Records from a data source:
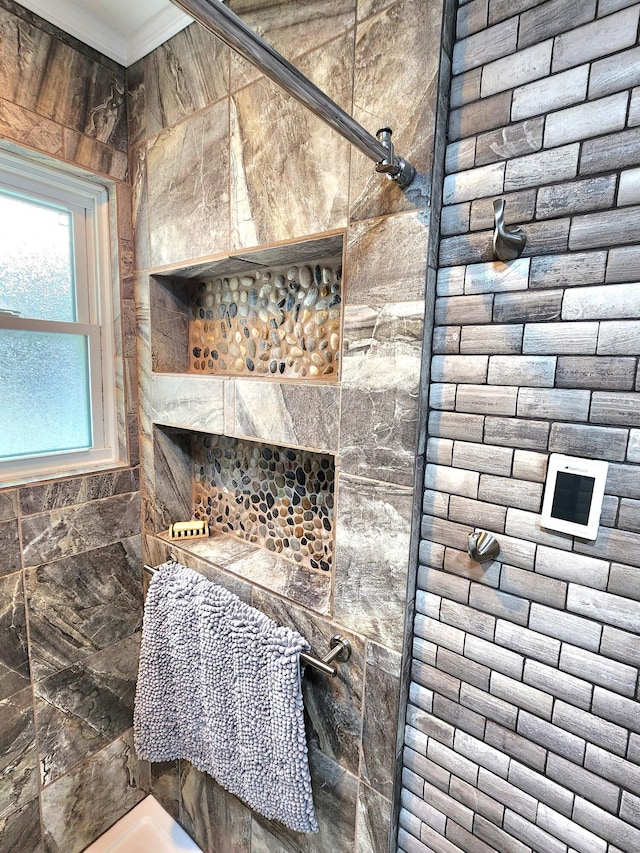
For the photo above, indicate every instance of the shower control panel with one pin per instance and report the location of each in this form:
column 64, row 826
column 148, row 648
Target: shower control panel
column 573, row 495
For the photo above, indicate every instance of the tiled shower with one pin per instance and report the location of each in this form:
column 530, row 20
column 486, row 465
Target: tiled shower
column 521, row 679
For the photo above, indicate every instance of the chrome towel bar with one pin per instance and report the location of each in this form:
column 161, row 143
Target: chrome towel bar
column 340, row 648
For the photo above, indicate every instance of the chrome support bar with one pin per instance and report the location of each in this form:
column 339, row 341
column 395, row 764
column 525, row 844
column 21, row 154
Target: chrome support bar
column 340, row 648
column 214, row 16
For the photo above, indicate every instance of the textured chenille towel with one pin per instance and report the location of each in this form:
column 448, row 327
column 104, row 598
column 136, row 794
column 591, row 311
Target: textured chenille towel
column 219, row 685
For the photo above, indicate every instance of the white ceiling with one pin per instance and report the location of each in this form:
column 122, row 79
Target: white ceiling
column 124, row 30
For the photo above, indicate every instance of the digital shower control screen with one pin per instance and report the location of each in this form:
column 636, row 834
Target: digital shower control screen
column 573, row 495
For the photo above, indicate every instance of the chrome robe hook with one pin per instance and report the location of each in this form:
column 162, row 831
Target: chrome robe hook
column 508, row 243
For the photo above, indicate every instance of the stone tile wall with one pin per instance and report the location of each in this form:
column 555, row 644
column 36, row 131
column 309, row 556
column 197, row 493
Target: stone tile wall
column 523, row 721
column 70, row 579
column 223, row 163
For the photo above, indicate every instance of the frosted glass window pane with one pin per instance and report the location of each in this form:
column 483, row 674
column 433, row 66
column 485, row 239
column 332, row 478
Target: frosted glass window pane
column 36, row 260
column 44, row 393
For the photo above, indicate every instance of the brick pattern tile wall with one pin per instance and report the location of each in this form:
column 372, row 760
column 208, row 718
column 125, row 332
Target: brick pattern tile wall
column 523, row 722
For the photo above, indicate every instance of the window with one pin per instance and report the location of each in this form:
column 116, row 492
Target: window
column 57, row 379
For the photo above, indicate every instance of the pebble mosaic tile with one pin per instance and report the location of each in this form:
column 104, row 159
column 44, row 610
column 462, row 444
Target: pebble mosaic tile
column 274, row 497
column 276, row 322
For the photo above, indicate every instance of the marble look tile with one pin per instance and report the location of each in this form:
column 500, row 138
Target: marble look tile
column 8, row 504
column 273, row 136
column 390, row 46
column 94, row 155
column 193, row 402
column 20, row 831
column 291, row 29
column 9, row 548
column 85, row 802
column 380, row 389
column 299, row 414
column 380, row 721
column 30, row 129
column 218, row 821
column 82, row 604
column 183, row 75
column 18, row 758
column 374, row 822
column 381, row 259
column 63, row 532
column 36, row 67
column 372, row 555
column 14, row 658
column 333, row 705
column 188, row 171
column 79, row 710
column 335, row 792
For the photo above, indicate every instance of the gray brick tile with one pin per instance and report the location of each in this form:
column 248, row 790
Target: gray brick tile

- [Work required]: Copy word for word each line of the data above, from the first through the one containing "column 161, row 143", and include no pictures.

- [Solution to the problem]:
For the photo above, indicate every instance of the shower control panel with one pin per instance and report the location of each in this form:
column 64, row 826
column 148, row 648
Target: shower control panel
column 573, row 495
For the photo above, indicate every instance of the tiled shower with one pin per instance and report the location of each in this form:
column 530, row 20
column 486, row 465
Target: tiled shower
column 521, row 679
For the photo above, indicate every instance of the chrome towel bar with one pin per instance and report the location of each in this form:
column 161, row 143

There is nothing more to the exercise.